** YOUR OBJECTIVE **
Write the lines below as a JSON list of strings, one string per line, skipping blank lines and leaving out the pictures.

-- start of EXERCISE INPUT --

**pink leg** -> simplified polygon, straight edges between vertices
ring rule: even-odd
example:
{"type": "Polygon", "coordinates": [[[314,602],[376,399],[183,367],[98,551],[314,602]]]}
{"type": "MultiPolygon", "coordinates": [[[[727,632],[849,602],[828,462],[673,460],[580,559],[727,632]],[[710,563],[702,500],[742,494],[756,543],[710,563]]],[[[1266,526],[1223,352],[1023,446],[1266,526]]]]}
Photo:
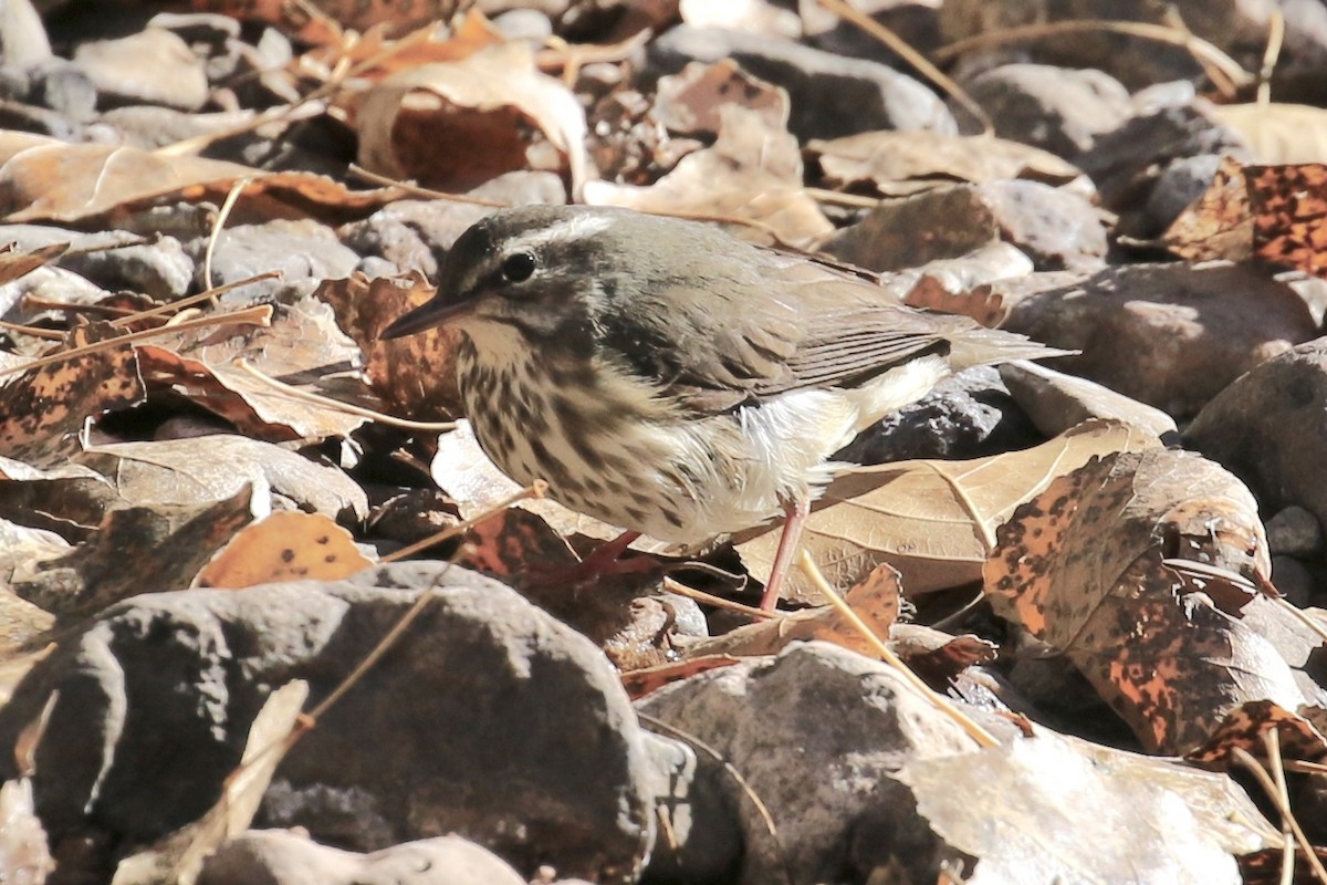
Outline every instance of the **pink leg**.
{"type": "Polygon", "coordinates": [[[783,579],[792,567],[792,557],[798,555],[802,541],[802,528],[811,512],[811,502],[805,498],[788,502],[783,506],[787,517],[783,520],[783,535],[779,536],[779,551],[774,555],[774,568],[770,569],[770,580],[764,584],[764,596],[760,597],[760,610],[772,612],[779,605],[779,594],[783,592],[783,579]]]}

-- end of EXERCISE INPUT --

** RESULT OF THIS EXERCISE **
[
  "**pink leg** -> simplified polygon, straight edges between vertices",
  "ring rule: even-odd",
  "example:",
  "{\"type\": \"Polygon\", \"coordinates\": [[[314,602],[376,399],[183,367],[98,551],[314,602]]]}",
  "{\"type\": \"MultiPolygon\", \"coordinates\": [[[[727,632],[849,602],[828,462],[673,460],[580,559],[727,632]],[[710,563],[702,500],[742,494],[756,543],[710,563]]],[[[1266,526],[1223,352],[1023,446],[1266,526]]]]}",
  "Photo:",
  "Outline every instance of the **pink leg**.",
  "{\"type\": \"Polygon\", \"coordinates\": [[[783,579],[792,567],[792,557],[798,555],[802,541],[802,528],[811,512],[811,502],[805,498],[788,502],[783,506],[787,517],[783,520],[783,535],[779,536],[779,551],[774,555],[774,568],[770,569],[770,580],[764,584],[764,596],[760,597],[760,610],[772,612],[779,605],[779,594],[783,592],[783,579]]]}"
]